### ИЗБРАННЫЙ ОТРЫВОК

Но семидесятники еще любят Чехова и активно ставят его. Он для них тоже – идеальное и протестное начало в новых обстоятельствах истории. Семидесятники во многом пересмотрели особенности чеховской драмы и чеховских героев. Додин, к примеру, считает, что «Достоевский, а потом и Чехов – пусть в других психологических параметрах, но и он показывает нам, что более всего в несчастьях человека виноват сам человек. И за свою судьбу больше всего отвечает человек. За судьбу народа отвечает народ. За судьбу города отвечает город. За судьбу своей истории отвечает нация. Валить все на плохих начальников не вполне справедливо, потому что каких вождей мы терпели, такие и остались»21. В этом высказывании – отказ от иллюзий шестидесятников, от их привычек все валить на советскую власть, от их самообольщения.
Кама Гинкас в «Скрипке Ротшильда» тоже исследовал внутреннюю вину героя. Семидесятники приблизились к более взыскательному и требовательному Чехову, который размышляет об иллюзиях и заблуждениях человека.
Но вместе с тем семидесятники тоже разделяют этот чеховский миф о прекрасных, духовных и возвышенных натурах. О презрении к прозе и материальному. О ненависти к пошлости и хамству. О приоритете духа вообще. И Додин пьесу за пьесой ставит Чехова, углубляясь в поиски смысла жизни его героев. Но теперь Чехов – это экзистенциальная драма, драма, вышедшая за пределы социума. Драма о человеке как одинокой трагической душе, открытой всем ветрам истории и, как Соня («Дядя Ваня» в постановке Л. Додина), уповающей только на Бога, на некую высшую справедливость и милосердие, дающее покой истерзанным людским душам.

######

:: ВОПРОСЫ И ЗАДАНИЯ ::
• 1. Ответьте по отрывку о Чехове и семидесятниках на три вопроса.
(a) Кто, по словам Додина, отвечает за судьбу народа?
(b) В каком спектакле Кама Гинкас исследовал внутреннюю вину героя?
(c) На что уповает Соня в постановке Л. Додина «Дядя Ваня»?
• 2. Напишите продолжение отрывка о Чехове и семидесятниках, начав сразу после его последнего предложения.
Следующие записи составляют отдельный материал и с отрывком о Чехове и семидесятниках не связаны.

### ИСХОДНЫЕ ДАННЫЕ

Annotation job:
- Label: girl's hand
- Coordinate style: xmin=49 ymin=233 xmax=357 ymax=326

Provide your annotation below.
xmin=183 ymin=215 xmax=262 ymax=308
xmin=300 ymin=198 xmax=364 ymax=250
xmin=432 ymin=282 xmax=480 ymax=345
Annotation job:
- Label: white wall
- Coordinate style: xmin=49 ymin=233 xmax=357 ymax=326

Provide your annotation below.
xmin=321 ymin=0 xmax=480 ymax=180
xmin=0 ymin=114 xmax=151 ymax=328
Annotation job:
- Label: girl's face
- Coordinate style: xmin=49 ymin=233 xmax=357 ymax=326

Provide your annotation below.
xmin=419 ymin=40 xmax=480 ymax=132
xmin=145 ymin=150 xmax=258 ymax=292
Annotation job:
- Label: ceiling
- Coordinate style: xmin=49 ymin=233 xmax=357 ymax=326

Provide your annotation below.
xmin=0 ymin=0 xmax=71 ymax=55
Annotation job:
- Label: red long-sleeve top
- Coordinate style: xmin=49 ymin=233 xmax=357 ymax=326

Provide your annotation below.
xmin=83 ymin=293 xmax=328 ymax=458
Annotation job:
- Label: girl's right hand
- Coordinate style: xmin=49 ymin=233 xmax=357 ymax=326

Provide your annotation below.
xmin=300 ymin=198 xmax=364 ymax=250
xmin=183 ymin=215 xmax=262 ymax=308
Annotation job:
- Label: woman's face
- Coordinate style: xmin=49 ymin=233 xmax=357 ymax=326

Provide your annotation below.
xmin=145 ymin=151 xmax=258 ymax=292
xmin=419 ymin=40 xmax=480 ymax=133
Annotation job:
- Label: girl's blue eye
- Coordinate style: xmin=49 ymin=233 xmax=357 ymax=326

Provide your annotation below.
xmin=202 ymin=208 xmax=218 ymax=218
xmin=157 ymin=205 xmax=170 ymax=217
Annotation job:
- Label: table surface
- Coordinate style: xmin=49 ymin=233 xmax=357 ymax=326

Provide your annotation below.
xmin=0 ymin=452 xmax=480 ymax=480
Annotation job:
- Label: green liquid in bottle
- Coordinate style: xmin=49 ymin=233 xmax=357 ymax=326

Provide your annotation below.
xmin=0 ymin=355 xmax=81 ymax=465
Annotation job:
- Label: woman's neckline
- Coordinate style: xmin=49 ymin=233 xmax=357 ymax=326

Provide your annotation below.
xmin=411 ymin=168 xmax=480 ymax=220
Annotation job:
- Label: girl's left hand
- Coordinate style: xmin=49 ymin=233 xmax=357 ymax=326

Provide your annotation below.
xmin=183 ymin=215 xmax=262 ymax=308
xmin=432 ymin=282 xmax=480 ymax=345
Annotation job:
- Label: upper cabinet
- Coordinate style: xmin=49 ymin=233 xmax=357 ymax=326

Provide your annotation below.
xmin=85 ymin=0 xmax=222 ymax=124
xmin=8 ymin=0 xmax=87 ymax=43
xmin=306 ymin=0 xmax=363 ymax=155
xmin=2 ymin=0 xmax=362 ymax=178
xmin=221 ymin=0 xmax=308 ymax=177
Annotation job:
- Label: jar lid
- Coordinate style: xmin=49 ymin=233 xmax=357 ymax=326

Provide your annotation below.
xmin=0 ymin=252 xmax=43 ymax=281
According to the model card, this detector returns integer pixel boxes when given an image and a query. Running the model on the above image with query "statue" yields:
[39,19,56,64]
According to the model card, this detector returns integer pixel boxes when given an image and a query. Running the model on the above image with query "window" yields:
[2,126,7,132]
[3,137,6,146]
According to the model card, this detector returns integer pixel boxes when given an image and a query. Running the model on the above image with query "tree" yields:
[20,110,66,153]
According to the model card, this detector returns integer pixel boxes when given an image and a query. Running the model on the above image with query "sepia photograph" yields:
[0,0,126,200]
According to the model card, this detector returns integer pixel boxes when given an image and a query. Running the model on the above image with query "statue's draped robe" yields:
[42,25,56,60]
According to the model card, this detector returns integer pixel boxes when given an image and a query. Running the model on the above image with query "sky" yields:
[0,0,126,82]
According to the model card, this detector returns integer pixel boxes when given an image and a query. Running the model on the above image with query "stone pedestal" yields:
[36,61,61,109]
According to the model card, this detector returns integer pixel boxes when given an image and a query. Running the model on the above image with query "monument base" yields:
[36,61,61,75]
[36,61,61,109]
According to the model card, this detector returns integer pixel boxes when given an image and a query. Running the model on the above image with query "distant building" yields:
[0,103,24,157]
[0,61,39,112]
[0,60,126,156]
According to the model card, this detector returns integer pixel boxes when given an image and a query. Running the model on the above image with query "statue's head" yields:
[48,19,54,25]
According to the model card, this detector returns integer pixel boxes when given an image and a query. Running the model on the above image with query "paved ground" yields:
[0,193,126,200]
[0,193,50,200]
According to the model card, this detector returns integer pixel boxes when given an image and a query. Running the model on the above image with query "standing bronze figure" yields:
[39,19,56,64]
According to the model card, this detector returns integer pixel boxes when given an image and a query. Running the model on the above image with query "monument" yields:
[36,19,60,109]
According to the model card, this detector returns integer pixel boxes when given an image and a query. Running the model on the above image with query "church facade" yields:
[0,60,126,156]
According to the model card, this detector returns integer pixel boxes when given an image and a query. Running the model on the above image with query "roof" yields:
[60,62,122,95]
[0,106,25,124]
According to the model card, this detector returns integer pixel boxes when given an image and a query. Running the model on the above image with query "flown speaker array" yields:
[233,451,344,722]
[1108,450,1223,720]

######

:: ОТВЕТЫ К ЗАДАНИЯМ ::
• 1.
(a) За судьбу народа отвечает сам народ.
(b) В «Скрипке Ротшильда».
(c) Только на Бога, на некую высшую справедливость и милосердие.

• 2.
Реминисценции модернизма
Если еще Товстоногов и Любимов в 60-е годы обращались к традициям дореволюционного театра (они сумели достичь синтеза психологического театра и театра игрового, театра формы, зрелищности, как у Вахтангова, Мейерхольда), то поколение семидесятников продолжило эту линию и словно бы сомкнулось с театральным искусством дореволюционной поры. Основной вклад тут внес Анатолий Васильев, который обратился к Серебряному веку. И игровые идеи тоже черпал из дореволюционной театральной эстетики, опираясь не только на Михаила Чехова, но и на идеи религиозного философа Павла Флоренского. Постмодернистский театр Васильева включил в себя огромный вековой опыт сцены. Культуролог М. Липовецкий усматривал в обращении советских художников к Серебряному веку признаки постмодерна22.